**Problem to work on**
The records below must be retyped exactly.

Records from a data source:
:::::

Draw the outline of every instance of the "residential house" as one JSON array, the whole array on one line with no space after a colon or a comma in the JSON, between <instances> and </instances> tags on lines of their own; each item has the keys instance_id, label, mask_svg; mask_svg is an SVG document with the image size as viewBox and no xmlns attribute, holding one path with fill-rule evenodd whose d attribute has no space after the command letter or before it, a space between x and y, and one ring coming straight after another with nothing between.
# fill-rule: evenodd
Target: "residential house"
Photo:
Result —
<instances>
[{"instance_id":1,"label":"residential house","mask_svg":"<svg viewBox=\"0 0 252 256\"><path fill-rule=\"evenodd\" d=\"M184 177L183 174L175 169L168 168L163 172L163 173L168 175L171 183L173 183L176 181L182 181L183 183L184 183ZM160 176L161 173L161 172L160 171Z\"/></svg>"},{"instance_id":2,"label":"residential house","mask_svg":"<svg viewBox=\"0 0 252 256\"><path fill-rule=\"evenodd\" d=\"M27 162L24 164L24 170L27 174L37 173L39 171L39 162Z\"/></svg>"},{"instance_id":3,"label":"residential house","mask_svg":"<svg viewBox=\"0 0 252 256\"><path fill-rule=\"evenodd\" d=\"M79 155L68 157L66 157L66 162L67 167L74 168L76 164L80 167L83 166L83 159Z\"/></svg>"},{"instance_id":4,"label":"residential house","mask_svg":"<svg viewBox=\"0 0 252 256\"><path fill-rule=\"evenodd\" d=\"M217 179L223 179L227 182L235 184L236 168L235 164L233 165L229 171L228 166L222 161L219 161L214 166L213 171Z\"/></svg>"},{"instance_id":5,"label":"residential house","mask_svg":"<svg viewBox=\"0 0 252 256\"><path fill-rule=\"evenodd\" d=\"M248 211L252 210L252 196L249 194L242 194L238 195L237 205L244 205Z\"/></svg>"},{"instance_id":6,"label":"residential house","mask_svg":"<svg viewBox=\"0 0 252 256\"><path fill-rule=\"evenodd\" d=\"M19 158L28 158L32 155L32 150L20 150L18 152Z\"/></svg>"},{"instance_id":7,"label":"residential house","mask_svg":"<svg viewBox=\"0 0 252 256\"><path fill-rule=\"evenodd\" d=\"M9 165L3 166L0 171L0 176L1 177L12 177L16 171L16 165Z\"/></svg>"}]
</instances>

:::::

**Response**
Draw the outline of every instance of the "residential house" as one JSON array, the whole array on one line with no space after a colon or a comma in the JSON, between <instances> and </instances> tags on lines of their own; each item has the keys instance_id, label, mask_svg; mask_svg is an SVG document with the image size as viewBox and no xmlns attribute, holding one path with fill-rule evenodd whose d attribute has no space after the command letter or before it, a space between x and y, and one ring coming straight after another with nothing between.
# fill-rule: evenodd
Target: "residential house"
Photo:
Result —
<instances>
[{"instance_id":1,"label":"residential house","mask_svg":"<svg viewBox=\"0 0 252 256\"><path fill-rule=\"evenodd\" d=\"M184 177L183 174L175 169L168 168L163 172L163 173L168 175L171 183L173 183L176 181L182 181L183 183L184 183ZM160 176L161 173L161 172L160 171Z\"/></svg>"},{"instance_id":2,"label":"residential house","mask_svg":"<svg viewBox=\"0 0 252 256\"><path fill-rule=\"evenodd\" d=\"M27 162L24 164L24 170L27 174L37 173L39 171L39 162Z\"/></svg>"},{"instance_id":3,"label":"residential house","mask_svg":"<svg viewBox=\"0 0 252 256\"><path fill-rule=\"evenodd\" d=\"M79 155L68 157L66 157L66 162L67 167L74 168L76 164L80 167L83 166L83 159Z\"/></svg>"},{"instance_id":4,"label":"residential house","mask_svg":"<svg viewBox=\"0 0 252 256\"><path fill-rule=\"evenodd\" d=\"M217 179L223 179L227 182L235 184L236 168L235 164L233 165L229 171L228 166L222 161L219 161L214 166L213 171Z\"/></svg>"},{"instance_id":5,"label":"residential house","mask_svg":"<svg viewBox=\"0 0 252 256\"><path fill-rule=\"evenodd\" d=\"M248 211L252 210L252 196L249 194L242 194L238 195L237 205L244 205Z\"/></svg>"},{"instance_id":6,"label":"residential house","mask_svg":"<svg viewBox=\"0 0 252 256\"><path fill-rule=\"evenodd\" d=\"M19 158L28 158L32 155L32 150L20 150L18 152Z\"/></svg>"},{"instance_id":7,"label":"residential house","mask_svg":"<svg viewBox=\"0 0 252 256\"><path fill-rule=\"evenodd\" d=\"M9 165L3 166L0 171L0 176L1 177L12 177L16 171L16 165Z\"/></svg>"}]
</instances>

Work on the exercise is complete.